-- DO THIS --
Put every line of the records from the line holding "[locate] dark brown" through the last line, both included, into a numbered list that leaves out blank lines and contains no other lines.

%%

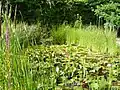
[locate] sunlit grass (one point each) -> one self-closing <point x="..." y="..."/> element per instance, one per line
<point x="90" y="36"/>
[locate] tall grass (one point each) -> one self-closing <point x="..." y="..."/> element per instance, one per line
<point x="100" y="39"/>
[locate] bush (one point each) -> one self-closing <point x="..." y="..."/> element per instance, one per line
<point x="93" y="37"/>
<point x="71" y="66"/>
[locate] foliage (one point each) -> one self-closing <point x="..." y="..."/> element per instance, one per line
<point x="89" y="36"/>
<point x="73" y="66"/>
<point x="108" y="10"/>
<point x="52" y="12"/>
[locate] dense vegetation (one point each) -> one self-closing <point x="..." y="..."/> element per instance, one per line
<point x="59" y="45"/>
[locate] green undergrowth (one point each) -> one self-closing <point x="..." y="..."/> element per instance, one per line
<point x="102" y="40"/>
<point x="71" y="68"/>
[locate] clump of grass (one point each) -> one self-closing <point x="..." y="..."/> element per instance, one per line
<point x="92" y="37"/>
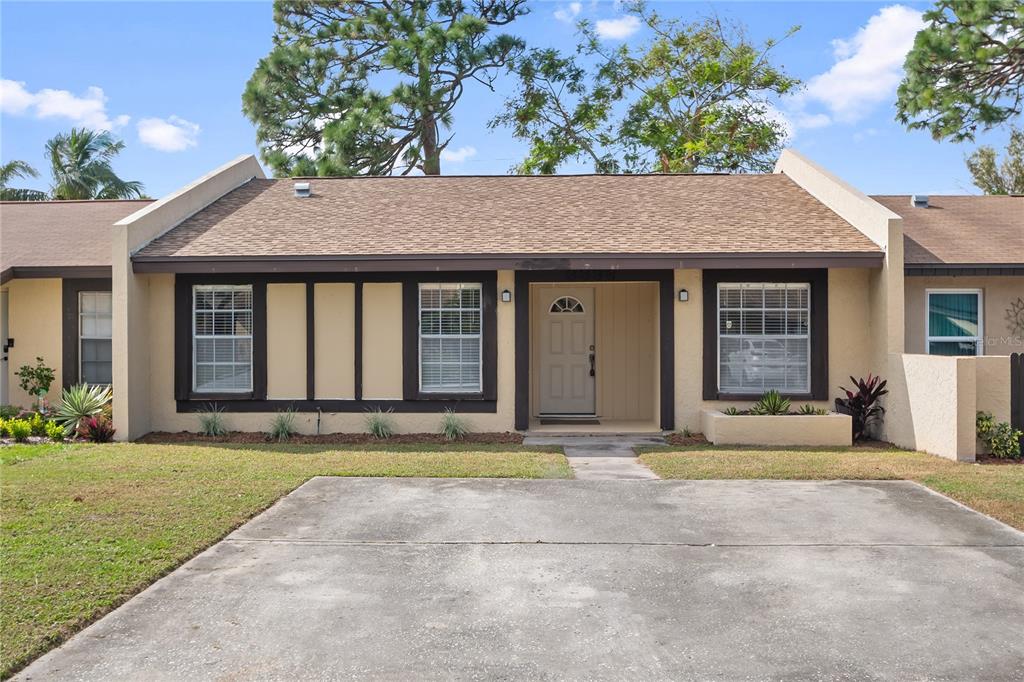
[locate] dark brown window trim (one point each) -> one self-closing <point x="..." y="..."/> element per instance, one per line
<point x="667" y="331"/>
<point x="411" y="334"/>
<point x="818" y="279"/>
<point x="70" y="289"/>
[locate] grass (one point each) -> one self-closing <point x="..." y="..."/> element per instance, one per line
<point x="993" y="489"/>
<point x="84" y="527"/>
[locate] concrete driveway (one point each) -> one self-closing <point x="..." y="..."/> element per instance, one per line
<point x="627" y="580"/>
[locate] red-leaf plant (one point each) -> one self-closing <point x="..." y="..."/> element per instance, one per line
<point x="862" y="406"/>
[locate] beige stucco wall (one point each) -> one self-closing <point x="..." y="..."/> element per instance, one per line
<point x="626" y="342"/>
<point x="286" y="341"/>
<point x="382" y="364"/>
<point x="998" y="294"/>
<point x="821" y="430"/>
<point x="35" y="322"/>
<point x="159" y="320"/>
<point x="852" y="343"/>
<point x="334" y="343"/>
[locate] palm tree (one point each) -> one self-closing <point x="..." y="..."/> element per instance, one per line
<point x="15" y="169"/>
<point x="80" y="162"/>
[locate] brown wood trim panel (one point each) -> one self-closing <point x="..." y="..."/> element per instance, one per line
<point x="70" y="289"/>
<point x="818" y="279"/>
<point x="667" y="388"/>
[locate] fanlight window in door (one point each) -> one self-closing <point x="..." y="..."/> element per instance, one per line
<point x="566" y="304"/>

%%

-- SOLUTION --
1. [locate] dark brown window trim (one point each) -> one self-closing <point x="..." y="..."/> element per instance, one per line
2. <point x="667" y="331"/>
3. <point x="411" y="334"/>
4. <point x="818" y="279"/>
5. <point x="70" y="289"/>
6. [locate] grass (one point each) -> one self-closing <point x="..." y="..."/> element per instance, one per line
7. <point x="993" y="489"/>
8. <point x="84" y="527"/>
9. [locate] concrete driveway (one point each) -> one self-closing <point x="..." y="..."/> element per instance, one per line
10. <point x="627" y="580"/>
11. [locate] red-leaf plant (one point each) -> one self-closing <point x="..." y="..."/> element per instance, one per line
12. <point x="862" y="406"/>
13. [locate] beige stucco wall (one point each) -> one self-closing <point x="..." y="..."/> element per instance, one per line
14. <point x="626" y="342"/>
15. <point x="286" y="341"/>
16. <point x="382" y="364"/>
17. <point x="998" y="294"/>
18. <point x="821" y="430"/>
19. <point x="35" y="322"/>
20. <point x="159" y="320"/>
21. <point x="852" y="343"/>
22. <point x="334" y="343"/>
23. [locate] palm tree (one point each) -> one self-closing <point x="..." y="..."/> element per instance, one per line
24. <point x="15" y="169"/>
25. <point x="80" y="162"/>
26. [locate] brown wood trim panel (one point each) -> one self-closing <point x="..." y="..."/> element per instance, one per line
27. <point x="70" y="289"/>
28. <point x="818" y="279"/>
29. <point x="667" y="388"/>
30. [locate] fanlight window in door (one point each) -> one self-closing <point x="..." y="..."/> element per instance, one per line
31. <point x="566" y="304"/>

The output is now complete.